Rewrite the lines below as a JSON list of strings, one string per line, leaving out blank lines and the picture.

--- BEGIN ---

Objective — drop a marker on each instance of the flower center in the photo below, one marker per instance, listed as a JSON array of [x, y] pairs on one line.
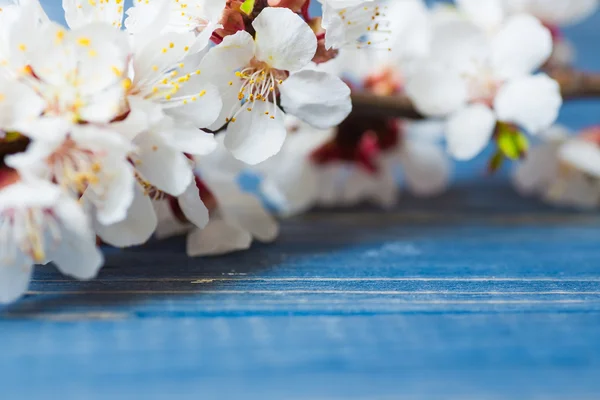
[[259, 82], [75, 169]]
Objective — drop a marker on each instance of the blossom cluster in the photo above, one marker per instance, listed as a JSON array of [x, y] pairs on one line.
[[131, 123]]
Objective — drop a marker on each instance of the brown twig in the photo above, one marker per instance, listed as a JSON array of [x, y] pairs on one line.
[[574, 85]]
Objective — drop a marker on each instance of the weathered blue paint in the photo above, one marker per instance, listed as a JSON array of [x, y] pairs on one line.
[[479, 294]]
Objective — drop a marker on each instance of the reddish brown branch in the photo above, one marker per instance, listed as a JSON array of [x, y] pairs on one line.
[[574, 85]]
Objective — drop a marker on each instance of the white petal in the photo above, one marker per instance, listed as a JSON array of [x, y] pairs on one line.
[[192, 206], [191, 140], [318, 98], [256, 136], [426, 168], [244, 210], [539, 168], [136, 229], [160, 164], [168, 224], [460, 46], [469, 131], [118, 196], [14, 280], [216, 239], [436, 91], [487, 14], [521, 47], [77, 254], [81, 12], [531, 102], [283, 39]]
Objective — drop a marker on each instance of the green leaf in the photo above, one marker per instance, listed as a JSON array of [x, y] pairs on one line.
[[512, 143], [248, 6], [12, 137]]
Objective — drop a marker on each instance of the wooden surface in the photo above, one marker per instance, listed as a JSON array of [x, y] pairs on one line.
[[477, 295]]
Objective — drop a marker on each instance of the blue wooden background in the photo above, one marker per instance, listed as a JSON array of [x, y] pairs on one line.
[[479, 294]]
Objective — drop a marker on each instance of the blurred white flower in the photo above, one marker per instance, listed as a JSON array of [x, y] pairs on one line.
[[564, 170], [475, 81], [39, 224]]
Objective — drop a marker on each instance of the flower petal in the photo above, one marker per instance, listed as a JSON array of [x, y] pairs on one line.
[[14, 279], [283, 39], [426, 168], [521, 47], [163, 166], [192, 206], [255, 136], [532, 102], [436, 91], [136, 229], [216, 239], [469, 131], [77, 254], [318, 98]]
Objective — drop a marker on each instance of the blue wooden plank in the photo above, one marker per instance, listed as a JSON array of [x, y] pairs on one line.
[[478, 294]]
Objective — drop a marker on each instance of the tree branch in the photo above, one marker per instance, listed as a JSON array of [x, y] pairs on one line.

--- END ---

**Exercise solution**
[
  "Objective — drop a marker on each instance of the flower center in the photo below, one marker per instance, listed as a JSON array of [x, y] pairs on one line.",
  "[[259, 82], [75, 169]]",
  "Objective — drop a marker on each instance of the blossom cluster in the photo above, one marker per instance, listed as a JSON array of [x, y] pairs on one line.",
  "[[131, 123]]",
  "Objective — drop a marker on each instance of the brown twig in the photo above, one marker per instance, listed as a JSON array of [x, y] pairs on one line.",
  "[[574, 85]]",
  "Objective — drop a marker on each instance of the weathered blue paint in the photo above, one marker per instance, listed as a JSON array of [x, y] pairs on one line.",
  "[[479, 294]]",
  "Objective — drop a marker on each instance of the reddish brown branch in the photo above, one marker per instance, listed as a JSON array of [x, y] pairs on one line.",
  "[[574, 85]]",
  "Objective — drop a marker on each instance of the white petal in the photo above, one marker per instance, listed as a JSON array of [x, y] pairs on one line.",
  "[[192, 206], [191, 140], [318, 98], [256, 136], [426, 168], [244, 210], [539, 168], [136, 229], [160, 164], [168, 224], [460, 46], [469, 131], [118, 196], [14, 280], [216, 239], [436, 91], [487, 14], [521, 47], [77, 254], [81, 12], [531, 102], [283, 39]]",
  "Objective — drop a marker on each instance of the green leaf in the photo above, one marker per instance, listed as a JSON array of [x, y] pairs on one line.",
  "[[512, 143], [248, 6], [12, 137]]",
  "Objective — drop a marker on each instance of the wooden surface in the photo above, one marker per instance, listed as a JSON array of [x, y] pairs on one line.",
  "[[477, 295]]",
  "Objective — drop a marker on each instance of the blue wooden background in the photo above, one marker per instance, listed as a JSON array of [x, y] pairs on one line.",
  "[[479, 294]]",
  "Objective — drop a marker on each instance of the blurred white flower in the photo above, one marker per instance, listed as a JSON array of [x, y] pairs on one line.",
  "[[564, 170], [475, 81], [39, 224]]",
  "Objective — drop a marker on each instance of the flower petal in the photo above, one marker per instance, listed as a JSON array of [x, y] pairs on one line.",
  "[[14, 279], [283, 39], [426, 168], [521, 47], [163, 166], [192, 206], [255, 136], [532, 102], [436, 91], [136, 229], [216, 239], [469, 131], [77, 254], [318, 98]]",
  "Objective — drop a marker on each instance of the blue wooden plank in the photo above, one marker per instance, listed as a JSON array of [x, y] pairs on one line.",
  "[[478, 294]]",
  "Objective — drop a marker on each instance of the tree branch in the photo above, one marker per instance, listed as a JSON array of [x, y] pairs on one line."
]